Do this:
Please recast the stretch of data below, from its first line through the line containing "column 356, row 259", as a JSON list of strings with one string per line, leaving out any blank lines.

Data to process:

════════════════════

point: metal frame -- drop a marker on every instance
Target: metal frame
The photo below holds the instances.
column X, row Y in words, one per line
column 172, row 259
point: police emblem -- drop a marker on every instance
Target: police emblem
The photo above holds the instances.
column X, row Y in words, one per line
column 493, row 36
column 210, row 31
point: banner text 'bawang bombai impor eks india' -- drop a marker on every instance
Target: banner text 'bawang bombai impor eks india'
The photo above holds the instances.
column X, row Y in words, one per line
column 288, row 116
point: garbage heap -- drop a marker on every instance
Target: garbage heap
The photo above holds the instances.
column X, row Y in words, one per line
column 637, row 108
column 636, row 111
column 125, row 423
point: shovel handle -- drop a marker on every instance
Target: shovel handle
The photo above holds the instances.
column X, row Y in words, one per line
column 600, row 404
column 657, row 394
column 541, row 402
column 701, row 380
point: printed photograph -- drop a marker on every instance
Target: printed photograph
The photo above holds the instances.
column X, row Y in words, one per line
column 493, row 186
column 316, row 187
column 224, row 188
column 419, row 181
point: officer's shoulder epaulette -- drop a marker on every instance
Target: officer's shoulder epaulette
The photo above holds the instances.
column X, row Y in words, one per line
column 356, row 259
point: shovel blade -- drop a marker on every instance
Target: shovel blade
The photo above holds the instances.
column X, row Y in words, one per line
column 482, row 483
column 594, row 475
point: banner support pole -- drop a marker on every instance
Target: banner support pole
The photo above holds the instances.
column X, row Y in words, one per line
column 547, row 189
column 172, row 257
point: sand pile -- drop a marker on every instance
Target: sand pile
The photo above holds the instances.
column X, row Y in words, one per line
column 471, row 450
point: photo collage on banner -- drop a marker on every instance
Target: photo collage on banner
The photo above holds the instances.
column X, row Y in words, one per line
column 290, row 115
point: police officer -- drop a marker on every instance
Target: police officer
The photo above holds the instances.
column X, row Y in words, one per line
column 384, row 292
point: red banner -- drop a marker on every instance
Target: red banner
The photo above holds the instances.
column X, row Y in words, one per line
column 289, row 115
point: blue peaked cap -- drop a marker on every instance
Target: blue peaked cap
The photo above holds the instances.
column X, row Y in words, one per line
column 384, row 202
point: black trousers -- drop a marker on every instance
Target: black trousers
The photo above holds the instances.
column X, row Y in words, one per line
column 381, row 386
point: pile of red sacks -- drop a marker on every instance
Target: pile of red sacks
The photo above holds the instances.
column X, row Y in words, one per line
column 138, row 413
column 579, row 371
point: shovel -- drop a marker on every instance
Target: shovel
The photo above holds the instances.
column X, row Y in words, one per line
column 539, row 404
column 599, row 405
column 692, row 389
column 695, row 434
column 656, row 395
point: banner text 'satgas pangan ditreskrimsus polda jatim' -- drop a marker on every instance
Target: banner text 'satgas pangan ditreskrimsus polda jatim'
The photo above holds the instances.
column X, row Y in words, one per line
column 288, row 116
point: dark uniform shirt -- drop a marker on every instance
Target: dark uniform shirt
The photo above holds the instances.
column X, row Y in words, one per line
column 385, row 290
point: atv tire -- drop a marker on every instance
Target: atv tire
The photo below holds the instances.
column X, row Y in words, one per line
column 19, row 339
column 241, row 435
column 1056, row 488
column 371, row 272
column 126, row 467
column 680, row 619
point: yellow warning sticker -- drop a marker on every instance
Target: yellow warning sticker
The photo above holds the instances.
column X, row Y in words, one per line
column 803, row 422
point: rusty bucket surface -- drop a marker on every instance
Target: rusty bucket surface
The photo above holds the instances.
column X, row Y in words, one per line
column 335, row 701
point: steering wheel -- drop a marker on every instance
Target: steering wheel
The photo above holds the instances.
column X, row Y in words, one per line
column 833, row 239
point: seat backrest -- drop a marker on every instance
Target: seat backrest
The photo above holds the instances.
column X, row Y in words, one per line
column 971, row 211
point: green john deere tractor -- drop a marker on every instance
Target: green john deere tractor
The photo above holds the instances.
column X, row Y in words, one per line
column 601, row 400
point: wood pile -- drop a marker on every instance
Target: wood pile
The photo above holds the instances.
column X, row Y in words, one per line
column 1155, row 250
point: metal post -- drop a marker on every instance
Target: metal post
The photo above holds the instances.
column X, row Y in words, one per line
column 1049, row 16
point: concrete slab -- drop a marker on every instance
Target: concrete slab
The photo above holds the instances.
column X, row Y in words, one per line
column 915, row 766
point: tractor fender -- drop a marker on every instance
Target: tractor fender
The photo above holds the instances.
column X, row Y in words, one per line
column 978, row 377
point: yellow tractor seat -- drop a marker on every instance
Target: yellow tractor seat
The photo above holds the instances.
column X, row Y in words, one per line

════════════════════

Worked solution:
[
  "point: metal frame -- drop a marker on every instance",
  "Target: metal frame",
  "The photo below holds the instances.",
  "column X, row Y in words, one per line",
  "column 172, row 259",
  "point: police emblem -- drop a marker on every instance",
  "Target: police emblem",
  "The photo above holds the instances.",
  "column X, row Y in words, one per line",
  "column 493, row 36",
  "column 210, row 31",
  "point: banner text 'bawang bombai impor eks india' -- drop a marker on every instance",
  "Target: banner text 'bawang bombai impor eks india'",
  "The photo above holds the instances.",
  "column X, row Y in words, one per line",
  "column 288, row 116",
  "point: garbage heap -- drop a marker on every instance",
  "Target: garbage heap",
  "The photo above holds the instances.",
  "column X, row Y in words, one per line",
  "column 637, row 108",
  "column 636, row 111",
  "column 125, row 423",
  "point: shovel handle -- drop a marker on every instance",
  "Target: shovel handle",
  "The photo above holds the instances.",
  "column X, row Y in words, one per line",
  "column 600, row 404",
  "column 657, row 394",
  "column 541, row 402",
  "column 701, row 380",
  "point: printed photograph -- drop a marker on every instance",
  "Target: printed photograph",
  "The photo above holds the instances.",
  "column X, row Y in words, one per line",
  "column 493, row 186",
  "column 316, row 187",
  "column 224, row 188",
  "column 419, row 181",
  "point: officer's shoulder epaulette -- drop a marker on every instance",
  "Target: officer's shoulder epaulette",
  "The photo above holds the instances.",
  "column X, row Y in words, one per line",
  "column 356, row 259"
]